[BEGIN Extract]

That’s 5, 2, 9, 1, 3, 2, 4, 3, 9. Their sum is 38.
I’m setting the over/under on the sum of the next pack at 41. Do you want the over or the under? Why?
Play along with your questions and answers in the comments.
I’ll open the pack on Wednesday, May 27.
Overthinking my teaching 
I’m choosing “over” 41. I don’t know if all packs have 9 pieces, but if they do, and there’s an equal chance of getting numbers 1-9, their sum is 45.
So, I was going to change my answer to “under” since there can be zeroes, and if each number could only occur once (which most likely won’t happen, but if it did…), then I think that out of those 10 combinations, under would occur 6 times and over would occur 4 times, for 9 pieces per pack. But if “sixes” can be considered “nines”, then I’m staying with “over” since under would now be 4 and over would be 6.
Yeah. All 9s. No 6s. It seems important to work this into your calculations.
I wonder what the margin of error will be for the number of fruit snacks in each bag? Watch the next one contain 8 fruit snacks, so I’ll play the under. Also, does each fruit snack weigh the same? Did they make all the numbers? Chris will have to keep us posted to let us know for sure that they make 5, 6, 7 & 8. Albeit, 8 is listed on the box, but you know how misleading advertisements can be.
Pete Kalenik
Orchard Park Middle School – Math Teacher
As far as I can tell, Pete, there are no 6s. Only 9s.
I’m over, for similar reasons as Monica. This pack was weighted low, with 4 of 8 numbers being 1, 2, or 3. If we assume equal production of the numbers, we’re going to have some packs with extra 6s, 7s, 8s. I’m curious, as you take data, if 45 does end up being the mean. I’m also curious if you’ll ever get a perfect pouch, with all 9 numbers and a sum of 45. The only thing I’m not curious about is the taste. Blech.

[END Extract]

▸ Set of tasks
1) Swap "Monica" for "Chris" in the fruit snack thread, and write out the passage from "Pete Kalenik" to "the taste. Blech." with that one change.
2) Put this sentence from the fruit snack thread into Spanish: "I'll open the pack on Wednesday, May 27."

[BEGIN Items]

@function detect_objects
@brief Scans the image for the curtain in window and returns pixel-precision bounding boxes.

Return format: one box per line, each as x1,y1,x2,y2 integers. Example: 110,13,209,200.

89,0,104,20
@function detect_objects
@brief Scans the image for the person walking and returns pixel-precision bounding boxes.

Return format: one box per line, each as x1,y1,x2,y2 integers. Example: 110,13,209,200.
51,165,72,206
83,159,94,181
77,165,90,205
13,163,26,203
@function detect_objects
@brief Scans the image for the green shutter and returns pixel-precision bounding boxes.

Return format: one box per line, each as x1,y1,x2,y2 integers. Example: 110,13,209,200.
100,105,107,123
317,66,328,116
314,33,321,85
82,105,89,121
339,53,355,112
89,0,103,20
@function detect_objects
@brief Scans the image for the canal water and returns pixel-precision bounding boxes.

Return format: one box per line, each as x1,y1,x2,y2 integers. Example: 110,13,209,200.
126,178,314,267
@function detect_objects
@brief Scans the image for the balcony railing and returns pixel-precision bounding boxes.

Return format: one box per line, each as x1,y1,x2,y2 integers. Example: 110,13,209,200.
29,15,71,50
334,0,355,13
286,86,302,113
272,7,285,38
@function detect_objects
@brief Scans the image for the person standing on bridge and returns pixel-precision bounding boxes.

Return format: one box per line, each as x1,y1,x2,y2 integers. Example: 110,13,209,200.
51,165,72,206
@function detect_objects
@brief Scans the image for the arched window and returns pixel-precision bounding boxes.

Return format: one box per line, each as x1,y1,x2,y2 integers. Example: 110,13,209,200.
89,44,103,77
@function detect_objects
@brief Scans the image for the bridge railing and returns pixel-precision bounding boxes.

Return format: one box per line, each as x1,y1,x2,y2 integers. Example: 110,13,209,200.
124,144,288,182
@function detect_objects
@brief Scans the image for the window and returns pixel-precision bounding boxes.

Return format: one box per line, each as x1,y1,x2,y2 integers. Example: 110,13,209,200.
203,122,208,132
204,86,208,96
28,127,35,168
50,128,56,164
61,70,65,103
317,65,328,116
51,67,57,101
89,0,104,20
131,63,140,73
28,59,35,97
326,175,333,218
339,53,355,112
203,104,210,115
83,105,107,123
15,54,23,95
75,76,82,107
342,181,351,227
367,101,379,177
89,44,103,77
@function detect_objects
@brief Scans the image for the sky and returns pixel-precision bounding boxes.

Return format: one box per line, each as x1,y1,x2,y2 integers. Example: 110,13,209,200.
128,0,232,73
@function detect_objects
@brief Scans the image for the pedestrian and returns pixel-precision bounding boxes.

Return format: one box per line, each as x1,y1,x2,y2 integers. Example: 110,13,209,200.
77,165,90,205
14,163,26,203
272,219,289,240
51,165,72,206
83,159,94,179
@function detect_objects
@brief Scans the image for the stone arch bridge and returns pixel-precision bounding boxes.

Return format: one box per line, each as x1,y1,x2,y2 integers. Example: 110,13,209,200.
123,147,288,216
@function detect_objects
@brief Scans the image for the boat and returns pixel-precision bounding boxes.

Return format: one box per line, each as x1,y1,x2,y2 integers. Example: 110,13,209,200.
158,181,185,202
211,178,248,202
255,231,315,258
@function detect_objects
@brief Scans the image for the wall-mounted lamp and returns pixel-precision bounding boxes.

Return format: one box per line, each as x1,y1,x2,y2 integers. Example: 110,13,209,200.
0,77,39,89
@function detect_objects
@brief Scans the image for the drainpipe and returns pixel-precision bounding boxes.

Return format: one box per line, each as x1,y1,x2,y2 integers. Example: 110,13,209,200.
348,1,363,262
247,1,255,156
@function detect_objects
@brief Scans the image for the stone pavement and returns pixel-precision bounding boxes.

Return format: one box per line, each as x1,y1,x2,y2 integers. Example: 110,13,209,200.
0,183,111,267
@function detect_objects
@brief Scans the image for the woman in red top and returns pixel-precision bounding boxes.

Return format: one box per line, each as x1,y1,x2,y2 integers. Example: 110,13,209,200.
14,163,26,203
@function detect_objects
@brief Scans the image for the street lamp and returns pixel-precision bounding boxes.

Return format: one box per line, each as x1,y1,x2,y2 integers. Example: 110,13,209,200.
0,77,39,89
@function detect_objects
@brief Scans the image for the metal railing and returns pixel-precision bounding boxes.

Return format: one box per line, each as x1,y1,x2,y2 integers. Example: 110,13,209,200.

[END Items]

▸ Responses in order
1)
Pete Kalenik
Orchard Park Middle School – Math Teacher
As far as I can tell, Pete, there are no 6s. Only 9s.
I’m over, for similar reasons as Chris. This pack was weighted low, with 4 of 8 numbers being 1, 2, or 3. If we assume equal production of the numbers, we’re going to have some packs with extra 6s, 7s, 8s. I’m curious, as you take data, if 45 does end up being the mean. I’m also curious if you’ll ever get a perfect pouch, with all 9 numbers and a sum of 45. The only thing I’m not curious about is the taste. Blech.

2) Abriré el paquete el miércoles 27 de mayo.